** Begin SUPPLIED DATA **

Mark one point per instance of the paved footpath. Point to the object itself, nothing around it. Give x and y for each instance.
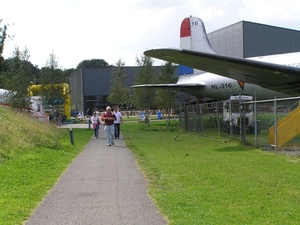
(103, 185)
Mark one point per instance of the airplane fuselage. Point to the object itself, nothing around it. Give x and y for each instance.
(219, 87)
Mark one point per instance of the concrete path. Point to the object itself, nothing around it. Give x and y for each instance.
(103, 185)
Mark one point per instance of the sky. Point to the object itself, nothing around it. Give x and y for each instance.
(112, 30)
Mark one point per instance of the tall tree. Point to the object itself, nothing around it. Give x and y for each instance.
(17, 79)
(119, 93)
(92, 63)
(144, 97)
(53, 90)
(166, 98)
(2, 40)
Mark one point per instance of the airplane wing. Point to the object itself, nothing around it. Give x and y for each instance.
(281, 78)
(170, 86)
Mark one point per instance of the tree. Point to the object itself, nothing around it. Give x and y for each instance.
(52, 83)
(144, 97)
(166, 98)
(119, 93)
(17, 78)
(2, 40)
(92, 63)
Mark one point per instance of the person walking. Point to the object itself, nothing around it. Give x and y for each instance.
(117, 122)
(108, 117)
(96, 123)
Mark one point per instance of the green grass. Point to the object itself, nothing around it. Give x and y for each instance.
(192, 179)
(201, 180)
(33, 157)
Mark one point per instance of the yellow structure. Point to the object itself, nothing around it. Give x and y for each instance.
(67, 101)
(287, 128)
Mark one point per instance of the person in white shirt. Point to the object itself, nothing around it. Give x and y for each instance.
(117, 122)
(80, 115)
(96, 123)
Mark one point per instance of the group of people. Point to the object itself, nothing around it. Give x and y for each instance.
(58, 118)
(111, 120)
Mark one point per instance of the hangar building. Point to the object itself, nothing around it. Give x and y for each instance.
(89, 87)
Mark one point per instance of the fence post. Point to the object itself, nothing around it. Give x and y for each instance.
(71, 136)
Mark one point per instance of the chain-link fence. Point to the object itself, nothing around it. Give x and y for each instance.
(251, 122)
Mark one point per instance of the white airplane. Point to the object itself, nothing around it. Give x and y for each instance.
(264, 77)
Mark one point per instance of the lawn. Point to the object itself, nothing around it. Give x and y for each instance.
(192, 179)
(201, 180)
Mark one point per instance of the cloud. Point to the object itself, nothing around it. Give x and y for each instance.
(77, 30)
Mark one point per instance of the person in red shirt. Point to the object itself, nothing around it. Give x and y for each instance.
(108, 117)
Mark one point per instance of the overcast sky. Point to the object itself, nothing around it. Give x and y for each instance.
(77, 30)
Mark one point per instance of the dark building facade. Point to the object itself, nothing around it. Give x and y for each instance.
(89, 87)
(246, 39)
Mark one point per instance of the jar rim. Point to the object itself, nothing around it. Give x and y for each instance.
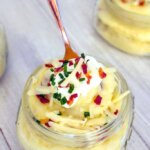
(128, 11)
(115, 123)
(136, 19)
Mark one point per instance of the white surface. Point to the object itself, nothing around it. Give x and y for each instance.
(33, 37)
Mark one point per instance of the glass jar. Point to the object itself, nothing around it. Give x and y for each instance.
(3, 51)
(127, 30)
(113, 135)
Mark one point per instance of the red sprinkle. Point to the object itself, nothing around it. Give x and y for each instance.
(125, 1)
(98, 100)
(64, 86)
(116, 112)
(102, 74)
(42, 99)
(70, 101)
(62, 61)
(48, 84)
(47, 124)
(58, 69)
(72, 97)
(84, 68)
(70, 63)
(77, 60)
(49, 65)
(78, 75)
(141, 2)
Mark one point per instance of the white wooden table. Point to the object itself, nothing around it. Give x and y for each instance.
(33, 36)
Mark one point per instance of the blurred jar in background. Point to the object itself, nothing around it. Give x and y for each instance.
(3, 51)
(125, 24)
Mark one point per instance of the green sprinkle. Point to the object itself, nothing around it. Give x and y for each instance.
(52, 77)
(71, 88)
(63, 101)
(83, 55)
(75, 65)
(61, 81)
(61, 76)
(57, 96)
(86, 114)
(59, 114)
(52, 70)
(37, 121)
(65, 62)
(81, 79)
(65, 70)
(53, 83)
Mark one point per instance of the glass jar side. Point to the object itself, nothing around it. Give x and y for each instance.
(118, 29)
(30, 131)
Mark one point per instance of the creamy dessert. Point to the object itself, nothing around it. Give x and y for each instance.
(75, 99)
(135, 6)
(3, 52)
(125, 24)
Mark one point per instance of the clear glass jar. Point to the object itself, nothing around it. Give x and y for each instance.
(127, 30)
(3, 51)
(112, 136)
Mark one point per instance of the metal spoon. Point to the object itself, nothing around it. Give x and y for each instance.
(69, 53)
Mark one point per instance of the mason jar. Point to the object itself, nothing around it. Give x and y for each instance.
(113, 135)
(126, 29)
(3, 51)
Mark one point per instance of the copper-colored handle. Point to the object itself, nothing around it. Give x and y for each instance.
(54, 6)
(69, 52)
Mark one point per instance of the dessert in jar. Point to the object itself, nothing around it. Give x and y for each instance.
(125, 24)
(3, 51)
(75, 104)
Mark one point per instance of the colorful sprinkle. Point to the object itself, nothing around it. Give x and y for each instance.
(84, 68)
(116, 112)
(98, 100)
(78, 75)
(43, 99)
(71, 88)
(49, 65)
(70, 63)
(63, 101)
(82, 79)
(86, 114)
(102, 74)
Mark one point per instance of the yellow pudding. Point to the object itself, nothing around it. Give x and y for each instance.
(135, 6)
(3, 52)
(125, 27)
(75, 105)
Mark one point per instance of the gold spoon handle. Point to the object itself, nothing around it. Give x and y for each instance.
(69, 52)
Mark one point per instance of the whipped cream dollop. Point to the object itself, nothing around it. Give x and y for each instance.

** End SUPPLIED DATA **

WHAT YOU ARE ASKED TO DO: Reproduce, word for word, only the lines from the one that contains "Mark one point per instance of the glass jar side." through the final line.

RESULT OF THIS TASK:
Mark one point per instance of the glass jar side. Point to the object itself, nothing around it. Give x and y for each instance.
(118, 29)
(30, 131)
Mark one point per instance of the creamy dessert. Point to the object itself, nothing around it. Give x and y for each instance.
(75, 99)
(135, 6)
(3, 52)
(125, 24)
Mark one point per instance of the clear glass jar. Point to the object itself, nothing around it. Give x and y for each instance.
(127, 30)
(3, 51)
(112, 136)
Mark one point per instance of the metal spoon. Point to the object itself, nothing around it. Give x and y for each instance.
(69, 53)
Mark one point per instance of the mason jar. Point to the object itself, nothing around it. Give x and y for each instance.
(113, 135)
(126, 29)
(3, 51)
Mark one point per instance of the copper-colored handle. Point to the object itself, nothing around it. Give x and y for each instance.
(54, 6)
(69, 52)
Mark one point per instance of the dessert in jar. Point to the object itself, nothing around it. Give x and y for each instance.
(125, 24)
(3, 51)
(75, 104)
Mark one point per instance of the colorful sprinkle. Point to the object itself, nothing around it. Give x and y for each instance.
(84, 68)
(116, 112)
(98, 100)
(78, 75)
(43, 99)
(71, 88)
(49, 65)
(70, 63)
(63, 101)
(82, 79)
(86, 114)
(102, 74)
Mark one point per instance of the yellow pudding. Point to the object itself, nothing around it. Give x and y for each instance.
(135, 6)
(3, 52)
(125, 27)
(75, 105)
Mark one point per instance of the gold spoon handle. Point to the object itself, nothing around it. Give x and y for each instance.
(69, 52)
Mark one point per instance of the whipped cream dollop. Point to the object itself, nothing around it. Give x and y for each instance.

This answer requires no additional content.